──────── Data for this exercise

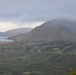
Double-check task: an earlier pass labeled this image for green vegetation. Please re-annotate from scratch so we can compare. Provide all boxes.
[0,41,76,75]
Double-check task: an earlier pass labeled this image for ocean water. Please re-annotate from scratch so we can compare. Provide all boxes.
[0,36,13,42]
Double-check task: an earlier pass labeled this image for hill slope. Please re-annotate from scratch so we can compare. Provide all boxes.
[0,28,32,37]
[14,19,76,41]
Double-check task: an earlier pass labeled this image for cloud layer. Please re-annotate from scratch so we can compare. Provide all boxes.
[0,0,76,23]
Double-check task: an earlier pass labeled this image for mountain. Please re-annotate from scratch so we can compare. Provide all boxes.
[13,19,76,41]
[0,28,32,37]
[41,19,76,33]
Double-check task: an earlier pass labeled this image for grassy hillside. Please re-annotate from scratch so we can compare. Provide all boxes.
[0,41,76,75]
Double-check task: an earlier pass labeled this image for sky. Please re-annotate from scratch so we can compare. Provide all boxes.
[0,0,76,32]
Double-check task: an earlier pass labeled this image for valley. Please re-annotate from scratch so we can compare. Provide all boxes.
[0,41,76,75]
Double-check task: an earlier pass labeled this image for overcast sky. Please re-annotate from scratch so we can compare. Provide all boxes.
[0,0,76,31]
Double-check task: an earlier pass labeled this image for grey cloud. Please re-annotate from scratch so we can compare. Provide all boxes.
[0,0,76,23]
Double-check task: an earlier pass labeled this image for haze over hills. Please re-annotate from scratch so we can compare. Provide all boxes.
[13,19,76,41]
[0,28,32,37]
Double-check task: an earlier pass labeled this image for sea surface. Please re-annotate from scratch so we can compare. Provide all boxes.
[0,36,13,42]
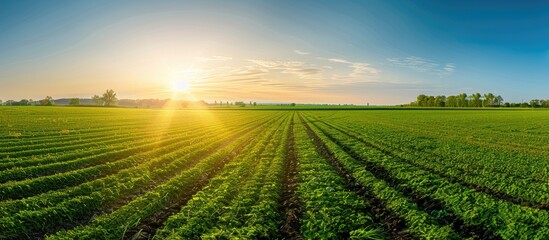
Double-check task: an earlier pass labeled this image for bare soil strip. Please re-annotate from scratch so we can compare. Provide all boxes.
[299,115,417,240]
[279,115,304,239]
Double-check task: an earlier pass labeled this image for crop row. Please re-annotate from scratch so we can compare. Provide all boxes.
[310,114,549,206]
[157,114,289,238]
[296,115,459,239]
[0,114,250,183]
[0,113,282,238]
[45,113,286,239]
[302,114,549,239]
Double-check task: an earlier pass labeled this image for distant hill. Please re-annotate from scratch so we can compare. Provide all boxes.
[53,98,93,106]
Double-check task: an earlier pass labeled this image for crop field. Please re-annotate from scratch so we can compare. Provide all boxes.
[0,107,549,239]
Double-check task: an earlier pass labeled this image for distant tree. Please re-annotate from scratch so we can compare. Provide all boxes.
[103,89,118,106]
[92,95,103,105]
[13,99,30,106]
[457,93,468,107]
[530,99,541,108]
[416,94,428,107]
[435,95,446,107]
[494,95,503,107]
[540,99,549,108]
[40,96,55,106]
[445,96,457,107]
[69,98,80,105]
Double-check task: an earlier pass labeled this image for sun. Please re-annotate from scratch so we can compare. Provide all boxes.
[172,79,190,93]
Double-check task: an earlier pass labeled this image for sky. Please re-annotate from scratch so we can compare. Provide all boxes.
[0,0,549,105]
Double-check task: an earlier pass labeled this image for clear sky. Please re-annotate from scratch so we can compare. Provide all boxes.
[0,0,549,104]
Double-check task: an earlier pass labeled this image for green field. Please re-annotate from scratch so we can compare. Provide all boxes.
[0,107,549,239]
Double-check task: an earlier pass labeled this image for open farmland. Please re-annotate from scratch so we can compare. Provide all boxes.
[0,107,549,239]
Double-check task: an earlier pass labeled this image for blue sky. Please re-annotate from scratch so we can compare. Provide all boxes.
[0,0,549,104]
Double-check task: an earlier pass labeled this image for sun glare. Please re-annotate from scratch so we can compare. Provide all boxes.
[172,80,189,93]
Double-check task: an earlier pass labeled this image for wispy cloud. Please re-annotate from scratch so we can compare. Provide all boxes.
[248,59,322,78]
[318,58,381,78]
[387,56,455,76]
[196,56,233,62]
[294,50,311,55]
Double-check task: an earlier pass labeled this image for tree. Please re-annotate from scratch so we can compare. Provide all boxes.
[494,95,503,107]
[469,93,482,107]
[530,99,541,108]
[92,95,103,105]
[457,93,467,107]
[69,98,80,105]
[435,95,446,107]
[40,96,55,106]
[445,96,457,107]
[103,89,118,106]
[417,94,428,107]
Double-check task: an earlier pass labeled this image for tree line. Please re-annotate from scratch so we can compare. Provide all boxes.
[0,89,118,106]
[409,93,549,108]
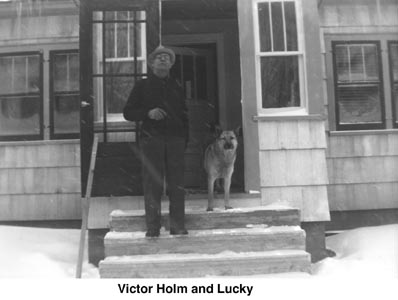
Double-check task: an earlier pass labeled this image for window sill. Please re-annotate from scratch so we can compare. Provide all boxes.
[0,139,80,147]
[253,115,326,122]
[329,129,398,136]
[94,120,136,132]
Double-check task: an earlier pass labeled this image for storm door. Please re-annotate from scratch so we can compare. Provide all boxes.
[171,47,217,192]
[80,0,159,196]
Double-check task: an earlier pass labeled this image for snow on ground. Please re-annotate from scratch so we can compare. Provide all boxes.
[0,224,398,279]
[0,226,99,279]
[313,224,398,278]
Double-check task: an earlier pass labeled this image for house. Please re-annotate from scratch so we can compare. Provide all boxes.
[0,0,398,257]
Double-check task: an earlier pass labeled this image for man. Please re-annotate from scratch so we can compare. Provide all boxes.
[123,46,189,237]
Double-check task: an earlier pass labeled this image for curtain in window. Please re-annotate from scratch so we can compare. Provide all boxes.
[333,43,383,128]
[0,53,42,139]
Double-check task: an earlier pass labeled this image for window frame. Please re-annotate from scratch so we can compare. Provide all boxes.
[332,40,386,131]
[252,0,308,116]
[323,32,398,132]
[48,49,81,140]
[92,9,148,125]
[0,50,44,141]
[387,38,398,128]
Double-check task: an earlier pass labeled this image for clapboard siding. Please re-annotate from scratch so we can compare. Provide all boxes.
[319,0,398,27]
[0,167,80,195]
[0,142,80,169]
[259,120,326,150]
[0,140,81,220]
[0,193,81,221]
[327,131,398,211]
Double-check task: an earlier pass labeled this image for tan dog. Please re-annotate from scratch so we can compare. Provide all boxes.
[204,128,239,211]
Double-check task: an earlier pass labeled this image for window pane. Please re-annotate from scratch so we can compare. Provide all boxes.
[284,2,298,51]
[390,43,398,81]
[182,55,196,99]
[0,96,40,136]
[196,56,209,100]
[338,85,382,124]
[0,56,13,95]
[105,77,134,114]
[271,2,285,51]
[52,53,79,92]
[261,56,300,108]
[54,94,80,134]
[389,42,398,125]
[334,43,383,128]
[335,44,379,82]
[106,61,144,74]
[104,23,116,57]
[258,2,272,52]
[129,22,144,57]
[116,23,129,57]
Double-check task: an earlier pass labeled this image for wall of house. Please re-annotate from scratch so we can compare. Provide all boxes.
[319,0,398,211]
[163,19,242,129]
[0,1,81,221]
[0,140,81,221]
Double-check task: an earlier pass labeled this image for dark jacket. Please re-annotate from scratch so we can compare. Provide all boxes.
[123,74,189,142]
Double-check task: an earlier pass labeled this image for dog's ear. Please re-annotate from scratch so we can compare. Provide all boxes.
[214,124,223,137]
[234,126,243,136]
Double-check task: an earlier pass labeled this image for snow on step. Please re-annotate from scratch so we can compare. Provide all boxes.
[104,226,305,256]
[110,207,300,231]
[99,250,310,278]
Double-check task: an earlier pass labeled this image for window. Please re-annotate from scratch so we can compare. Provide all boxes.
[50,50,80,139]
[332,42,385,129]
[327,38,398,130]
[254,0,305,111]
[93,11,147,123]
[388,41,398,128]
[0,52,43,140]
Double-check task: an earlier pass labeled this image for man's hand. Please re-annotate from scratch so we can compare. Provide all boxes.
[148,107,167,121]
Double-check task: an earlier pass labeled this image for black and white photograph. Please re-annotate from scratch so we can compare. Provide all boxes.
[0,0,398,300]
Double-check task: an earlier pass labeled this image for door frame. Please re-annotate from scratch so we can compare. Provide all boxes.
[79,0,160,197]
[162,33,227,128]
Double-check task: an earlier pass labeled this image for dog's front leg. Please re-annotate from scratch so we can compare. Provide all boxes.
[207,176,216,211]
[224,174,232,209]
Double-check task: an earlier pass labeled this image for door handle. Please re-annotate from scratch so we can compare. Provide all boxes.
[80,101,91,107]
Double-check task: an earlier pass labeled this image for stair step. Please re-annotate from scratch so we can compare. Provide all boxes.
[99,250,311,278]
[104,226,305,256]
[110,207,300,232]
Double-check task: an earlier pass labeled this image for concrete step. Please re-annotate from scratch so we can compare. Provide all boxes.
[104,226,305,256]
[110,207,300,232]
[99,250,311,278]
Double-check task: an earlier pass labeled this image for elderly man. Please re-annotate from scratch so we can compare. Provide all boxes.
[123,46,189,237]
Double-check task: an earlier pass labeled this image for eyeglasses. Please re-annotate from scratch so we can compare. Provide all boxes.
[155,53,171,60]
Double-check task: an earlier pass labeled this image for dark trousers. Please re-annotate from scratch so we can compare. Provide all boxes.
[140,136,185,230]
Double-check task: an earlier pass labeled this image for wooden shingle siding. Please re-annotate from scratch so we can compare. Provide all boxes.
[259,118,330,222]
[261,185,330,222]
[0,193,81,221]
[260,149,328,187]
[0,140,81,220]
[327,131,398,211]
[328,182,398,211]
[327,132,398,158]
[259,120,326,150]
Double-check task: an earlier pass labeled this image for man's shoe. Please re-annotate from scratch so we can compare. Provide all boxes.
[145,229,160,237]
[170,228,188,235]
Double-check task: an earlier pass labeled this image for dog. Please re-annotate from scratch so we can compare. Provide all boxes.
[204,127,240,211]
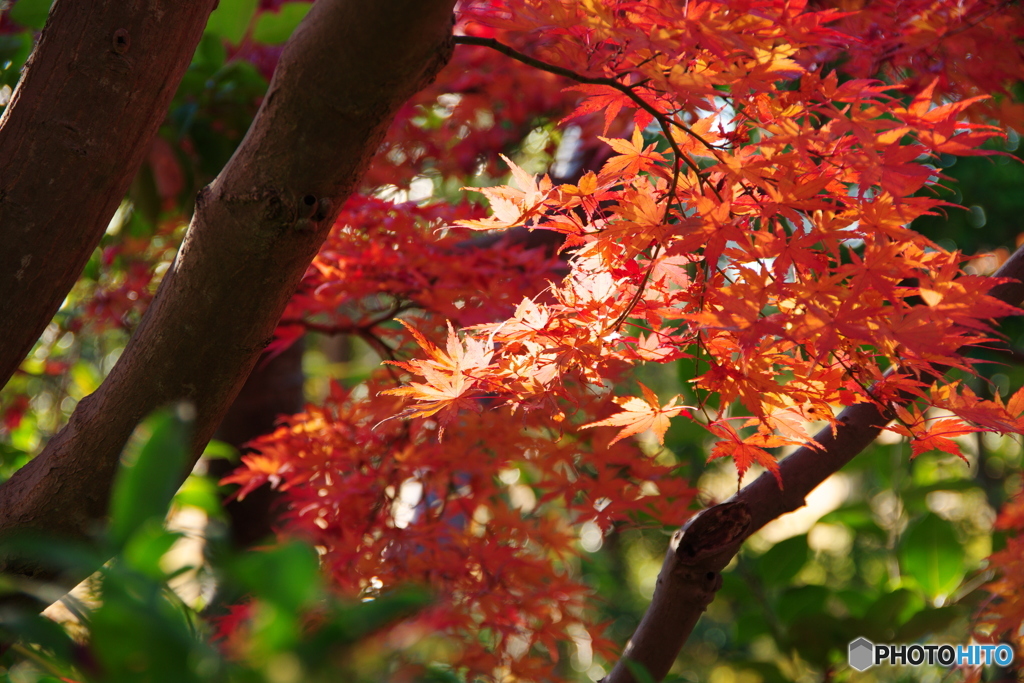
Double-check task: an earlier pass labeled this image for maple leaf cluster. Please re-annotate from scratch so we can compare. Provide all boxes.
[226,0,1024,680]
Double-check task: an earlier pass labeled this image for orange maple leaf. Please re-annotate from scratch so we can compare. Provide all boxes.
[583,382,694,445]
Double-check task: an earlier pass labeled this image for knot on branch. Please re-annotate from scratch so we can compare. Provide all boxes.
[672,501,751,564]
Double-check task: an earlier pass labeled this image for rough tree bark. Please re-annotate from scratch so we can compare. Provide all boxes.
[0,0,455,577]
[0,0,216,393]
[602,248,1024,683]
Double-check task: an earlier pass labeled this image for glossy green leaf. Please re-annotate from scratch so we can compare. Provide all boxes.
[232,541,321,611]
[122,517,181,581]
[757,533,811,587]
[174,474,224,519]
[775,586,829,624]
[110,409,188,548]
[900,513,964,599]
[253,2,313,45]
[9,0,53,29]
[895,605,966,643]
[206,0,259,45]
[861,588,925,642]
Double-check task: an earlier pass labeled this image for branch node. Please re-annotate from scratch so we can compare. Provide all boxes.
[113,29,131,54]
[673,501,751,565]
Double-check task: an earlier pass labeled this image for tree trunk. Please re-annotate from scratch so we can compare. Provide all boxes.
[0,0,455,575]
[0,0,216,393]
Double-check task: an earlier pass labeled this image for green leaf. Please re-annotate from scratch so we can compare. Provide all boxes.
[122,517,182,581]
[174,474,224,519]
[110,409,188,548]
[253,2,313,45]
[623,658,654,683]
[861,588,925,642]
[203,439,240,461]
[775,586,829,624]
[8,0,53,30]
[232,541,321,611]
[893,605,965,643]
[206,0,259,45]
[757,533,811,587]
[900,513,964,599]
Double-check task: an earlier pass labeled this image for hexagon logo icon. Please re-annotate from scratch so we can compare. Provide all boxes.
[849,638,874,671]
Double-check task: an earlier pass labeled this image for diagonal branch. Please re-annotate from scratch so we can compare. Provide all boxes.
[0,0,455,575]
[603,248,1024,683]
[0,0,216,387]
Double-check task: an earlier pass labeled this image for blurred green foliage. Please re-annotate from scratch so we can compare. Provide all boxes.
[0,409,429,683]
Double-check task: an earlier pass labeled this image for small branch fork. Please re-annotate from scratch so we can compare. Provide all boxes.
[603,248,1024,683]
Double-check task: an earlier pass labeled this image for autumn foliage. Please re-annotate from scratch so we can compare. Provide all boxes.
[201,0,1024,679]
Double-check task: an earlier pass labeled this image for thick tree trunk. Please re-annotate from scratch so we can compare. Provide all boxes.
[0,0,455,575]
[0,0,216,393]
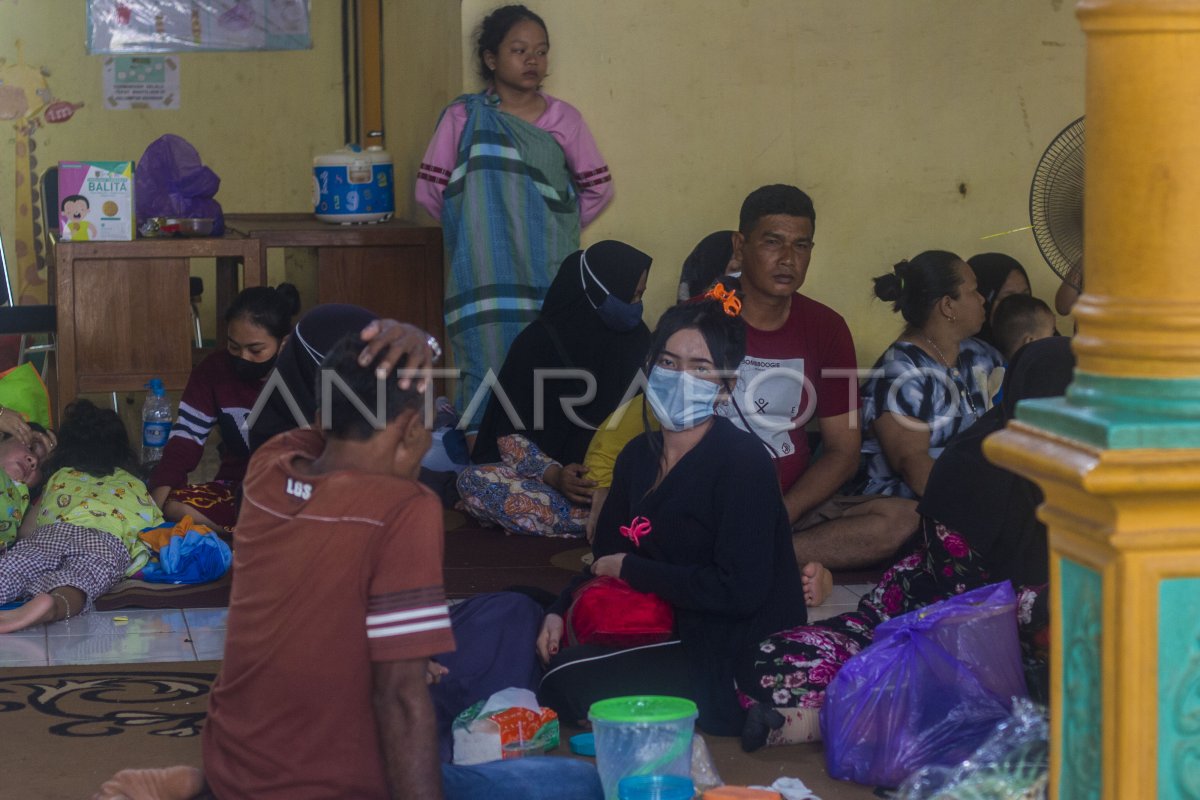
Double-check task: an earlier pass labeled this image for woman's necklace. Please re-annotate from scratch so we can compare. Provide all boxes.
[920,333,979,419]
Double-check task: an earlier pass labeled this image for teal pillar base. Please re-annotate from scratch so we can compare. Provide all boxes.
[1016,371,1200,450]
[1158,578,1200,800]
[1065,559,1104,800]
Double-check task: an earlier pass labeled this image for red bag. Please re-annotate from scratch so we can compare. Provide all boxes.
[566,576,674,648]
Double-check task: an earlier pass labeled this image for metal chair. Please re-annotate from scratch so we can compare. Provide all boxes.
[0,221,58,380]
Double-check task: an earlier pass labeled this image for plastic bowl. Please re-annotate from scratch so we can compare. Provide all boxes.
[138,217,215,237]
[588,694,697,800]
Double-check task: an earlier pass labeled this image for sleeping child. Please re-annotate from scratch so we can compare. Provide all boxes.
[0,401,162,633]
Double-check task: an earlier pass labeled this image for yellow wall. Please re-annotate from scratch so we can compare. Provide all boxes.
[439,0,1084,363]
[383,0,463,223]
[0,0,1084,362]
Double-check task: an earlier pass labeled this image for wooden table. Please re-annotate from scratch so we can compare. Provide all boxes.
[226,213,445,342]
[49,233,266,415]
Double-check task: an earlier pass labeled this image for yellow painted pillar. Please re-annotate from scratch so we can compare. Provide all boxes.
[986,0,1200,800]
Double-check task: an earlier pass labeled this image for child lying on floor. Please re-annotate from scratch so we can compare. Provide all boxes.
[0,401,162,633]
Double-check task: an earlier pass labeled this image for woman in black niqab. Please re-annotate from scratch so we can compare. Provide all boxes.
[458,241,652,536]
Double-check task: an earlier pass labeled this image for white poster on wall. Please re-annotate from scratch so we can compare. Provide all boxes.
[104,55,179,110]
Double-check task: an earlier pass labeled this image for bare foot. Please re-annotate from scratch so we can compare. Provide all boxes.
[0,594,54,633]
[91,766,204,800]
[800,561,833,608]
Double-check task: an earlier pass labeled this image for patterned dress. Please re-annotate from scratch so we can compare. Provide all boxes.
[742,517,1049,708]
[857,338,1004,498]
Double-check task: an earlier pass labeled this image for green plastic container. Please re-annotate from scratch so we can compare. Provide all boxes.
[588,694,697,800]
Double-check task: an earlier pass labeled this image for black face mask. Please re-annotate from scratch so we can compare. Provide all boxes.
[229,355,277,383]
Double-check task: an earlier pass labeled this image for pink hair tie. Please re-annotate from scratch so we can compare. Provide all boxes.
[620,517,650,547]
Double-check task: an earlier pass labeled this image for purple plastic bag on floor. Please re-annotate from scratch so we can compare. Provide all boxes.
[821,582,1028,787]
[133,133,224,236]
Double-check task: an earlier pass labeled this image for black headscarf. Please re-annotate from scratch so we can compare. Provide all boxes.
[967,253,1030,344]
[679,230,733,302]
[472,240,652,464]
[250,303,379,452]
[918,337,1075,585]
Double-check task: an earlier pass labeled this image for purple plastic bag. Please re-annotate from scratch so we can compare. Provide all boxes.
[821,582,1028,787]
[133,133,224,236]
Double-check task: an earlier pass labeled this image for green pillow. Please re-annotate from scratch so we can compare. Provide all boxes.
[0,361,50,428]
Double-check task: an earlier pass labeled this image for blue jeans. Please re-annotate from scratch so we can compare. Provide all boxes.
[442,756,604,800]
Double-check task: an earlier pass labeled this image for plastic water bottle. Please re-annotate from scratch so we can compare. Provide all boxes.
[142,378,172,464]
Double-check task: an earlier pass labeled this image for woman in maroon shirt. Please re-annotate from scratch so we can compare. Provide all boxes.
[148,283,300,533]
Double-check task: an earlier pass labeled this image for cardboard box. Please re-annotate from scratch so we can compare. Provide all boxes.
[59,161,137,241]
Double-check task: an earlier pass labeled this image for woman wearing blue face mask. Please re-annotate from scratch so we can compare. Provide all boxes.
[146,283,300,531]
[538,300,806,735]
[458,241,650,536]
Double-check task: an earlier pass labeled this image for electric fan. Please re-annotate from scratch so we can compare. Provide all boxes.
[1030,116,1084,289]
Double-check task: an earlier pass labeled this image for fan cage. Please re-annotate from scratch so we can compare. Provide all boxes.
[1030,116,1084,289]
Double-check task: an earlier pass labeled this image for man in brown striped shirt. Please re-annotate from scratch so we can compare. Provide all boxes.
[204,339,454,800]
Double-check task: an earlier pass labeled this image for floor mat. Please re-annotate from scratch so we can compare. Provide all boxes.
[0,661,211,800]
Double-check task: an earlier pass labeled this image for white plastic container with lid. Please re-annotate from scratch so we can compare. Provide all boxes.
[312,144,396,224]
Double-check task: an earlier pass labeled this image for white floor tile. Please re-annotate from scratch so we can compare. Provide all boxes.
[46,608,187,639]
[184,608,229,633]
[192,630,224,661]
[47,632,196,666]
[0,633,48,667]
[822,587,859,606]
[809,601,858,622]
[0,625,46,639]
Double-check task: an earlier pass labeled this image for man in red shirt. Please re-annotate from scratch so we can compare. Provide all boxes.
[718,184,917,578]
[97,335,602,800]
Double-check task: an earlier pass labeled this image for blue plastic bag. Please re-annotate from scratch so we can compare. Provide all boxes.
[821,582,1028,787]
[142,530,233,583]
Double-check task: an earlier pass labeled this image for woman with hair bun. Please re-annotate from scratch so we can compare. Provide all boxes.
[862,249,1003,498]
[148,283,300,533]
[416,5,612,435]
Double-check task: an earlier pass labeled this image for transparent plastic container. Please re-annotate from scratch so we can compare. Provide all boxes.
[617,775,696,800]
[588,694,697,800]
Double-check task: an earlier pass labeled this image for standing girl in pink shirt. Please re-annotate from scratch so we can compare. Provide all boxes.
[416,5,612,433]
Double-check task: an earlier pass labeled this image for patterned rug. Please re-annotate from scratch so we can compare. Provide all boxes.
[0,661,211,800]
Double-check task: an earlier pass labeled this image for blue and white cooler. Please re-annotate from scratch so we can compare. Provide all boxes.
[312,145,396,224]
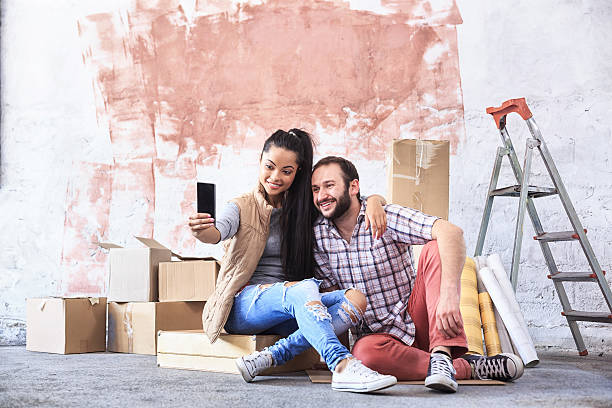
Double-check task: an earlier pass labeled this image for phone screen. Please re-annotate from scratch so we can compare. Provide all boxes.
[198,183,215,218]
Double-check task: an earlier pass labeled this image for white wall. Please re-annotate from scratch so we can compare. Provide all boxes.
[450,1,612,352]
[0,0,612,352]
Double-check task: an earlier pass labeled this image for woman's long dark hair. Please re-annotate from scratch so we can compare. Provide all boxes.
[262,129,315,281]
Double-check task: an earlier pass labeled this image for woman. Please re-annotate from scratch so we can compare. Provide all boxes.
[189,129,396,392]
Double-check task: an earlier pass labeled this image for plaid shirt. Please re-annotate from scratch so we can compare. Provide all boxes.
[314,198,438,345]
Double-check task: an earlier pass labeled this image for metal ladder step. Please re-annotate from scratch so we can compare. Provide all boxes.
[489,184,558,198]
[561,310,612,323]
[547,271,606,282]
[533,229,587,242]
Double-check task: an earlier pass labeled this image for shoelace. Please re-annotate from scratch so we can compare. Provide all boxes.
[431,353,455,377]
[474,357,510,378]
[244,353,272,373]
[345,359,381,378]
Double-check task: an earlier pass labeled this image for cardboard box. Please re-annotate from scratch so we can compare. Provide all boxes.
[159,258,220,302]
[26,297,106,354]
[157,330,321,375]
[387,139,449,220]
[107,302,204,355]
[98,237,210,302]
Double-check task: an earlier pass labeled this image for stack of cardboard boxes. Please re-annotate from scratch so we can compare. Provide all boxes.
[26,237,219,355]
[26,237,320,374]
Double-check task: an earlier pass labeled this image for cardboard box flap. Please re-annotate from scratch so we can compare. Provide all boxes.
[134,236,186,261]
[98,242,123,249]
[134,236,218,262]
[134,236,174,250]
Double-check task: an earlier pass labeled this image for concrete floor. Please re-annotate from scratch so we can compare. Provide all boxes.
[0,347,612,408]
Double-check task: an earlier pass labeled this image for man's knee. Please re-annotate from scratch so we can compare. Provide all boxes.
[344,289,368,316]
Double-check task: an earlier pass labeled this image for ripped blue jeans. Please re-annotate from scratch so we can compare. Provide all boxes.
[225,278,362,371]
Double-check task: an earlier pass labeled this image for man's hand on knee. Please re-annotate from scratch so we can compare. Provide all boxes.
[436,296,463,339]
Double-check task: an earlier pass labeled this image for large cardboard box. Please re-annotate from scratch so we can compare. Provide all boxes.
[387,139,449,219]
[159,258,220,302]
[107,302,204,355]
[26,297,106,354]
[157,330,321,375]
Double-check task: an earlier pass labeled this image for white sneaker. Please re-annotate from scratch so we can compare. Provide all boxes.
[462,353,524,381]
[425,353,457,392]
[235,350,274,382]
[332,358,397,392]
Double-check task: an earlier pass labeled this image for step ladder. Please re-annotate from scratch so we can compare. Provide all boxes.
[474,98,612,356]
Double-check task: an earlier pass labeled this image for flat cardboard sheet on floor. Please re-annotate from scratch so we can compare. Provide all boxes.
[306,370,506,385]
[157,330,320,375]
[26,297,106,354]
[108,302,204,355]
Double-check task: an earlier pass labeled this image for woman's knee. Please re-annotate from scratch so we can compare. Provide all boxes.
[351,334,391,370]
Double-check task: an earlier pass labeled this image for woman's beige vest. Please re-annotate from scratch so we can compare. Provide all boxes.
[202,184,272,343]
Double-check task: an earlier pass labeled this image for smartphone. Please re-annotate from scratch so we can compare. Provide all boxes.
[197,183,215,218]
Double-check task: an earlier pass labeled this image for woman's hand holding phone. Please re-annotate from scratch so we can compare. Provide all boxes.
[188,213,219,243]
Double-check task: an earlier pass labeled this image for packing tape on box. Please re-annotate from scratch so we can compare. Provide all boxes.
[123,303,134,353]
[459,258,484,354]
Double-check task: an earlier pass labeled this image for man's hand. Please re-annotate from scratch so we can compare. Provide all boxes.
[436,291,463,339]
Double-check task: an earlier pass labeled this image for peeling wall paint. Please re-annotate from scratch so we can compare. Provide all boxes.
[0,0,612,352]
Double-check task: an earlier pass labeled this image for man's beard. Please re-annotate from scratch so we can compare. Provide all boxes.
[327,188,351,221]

────────────────

Goal of the exercise: Reproduce the stretch from the line containing "Double-check task: an earlier pass labeled this image for orange" through the line containing "[602,248,1024,683]", substituting "branch knot" for "knot on branch" and leaving everything else unchanged.

Written response:
Double-check task: an earlier pass labeled this image for orange maple leaf. Please re-annotate from scratch so we can compare. Provide all boxes.
[583,382,694,445]
Double-check task: an earlier pass labeled this image for branch knot. Please re-annotate from scratch so we can compare. Provide all boxes.
[672,501,751,564]
Double-check task: an earlier pass labeled this image for rough tree bark. Please re-annotate from scratch so we can compare. Provide all boxes.
[0,0,455,577]
[0,0,216,393]
[602,248,1024,683]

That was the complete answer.